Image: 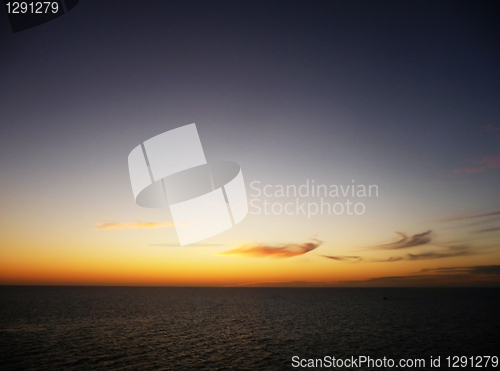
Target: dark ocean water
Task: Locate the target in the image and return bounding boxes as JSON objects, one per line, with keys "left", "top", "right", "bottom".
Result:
{"left": 0, "top": 287, "right": 499, "bottom": 370}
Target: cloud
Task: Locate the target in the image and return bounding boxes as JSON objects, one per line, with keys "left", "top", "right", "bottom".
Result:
{"left": 220, "top": 239, "right": 322, "bottom": 258}
{"left": 480, "top": 155, "right": 500, "bottom": 168}
{"left": 458, "top": 215, "right": 500, "bottom": 228}
{"left": 407, "top": 250, "right": 470, "bottom": 260}
{"left": 437, "top": 180, "right": 470, "bottom": 185}
{"left": 471, "top": 265, "right": 500, "bottom": 274}
{"left": 322, "top": 255, "right": 363, "bottom": 262}
{"left": 454, "top": 155, "right": 500, "bottom": 174}
{"left": 372, "top": 256, "right": 404, "bottom": 262}
{"left": 474, "top": 227, "right": 500, "bottom": 234}
{"left": 453, "top": 167, "right": 484, "bottom": 174}
{"left": 420, "top": 265, "right": 500, "bottom": 275}
{"left": 439, "top": 210, "right": 500, "bottom": 222}
{"left": 374, "top": 230, "right": 432, "bottom": 249}
{"left": 402, "top": 244, "right": 484, "bottom": 261}
{"left": 95, "top": 222, "right": 177, "bottom": 230}
{"left": 321, "top": 255, "right": 403, "bottom": 263}
{"left": 324, "top": 243, "right": 480, "bottom": 264}
{"left": 483, "top": 125, "right": 500, "bottom": 132}
{"left": 336, "top": 265, "right": 500, "bottom": 287}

- - - - -

Exactly as they stand, set down the lines from the start of the material through the line with "Target: cloud", both ends included, omitting the pictures.

▶ **RESPONSE BOX**
Image: 
Target: dark ocean water
Task: Locate the target in the image and return bounding boxes as JSON objects, one per line, with keys "left", "top", "right", "bottom".
Result:
{"left": 0, "top": 287, "right": 499, "bottom": 370}
Target: cloud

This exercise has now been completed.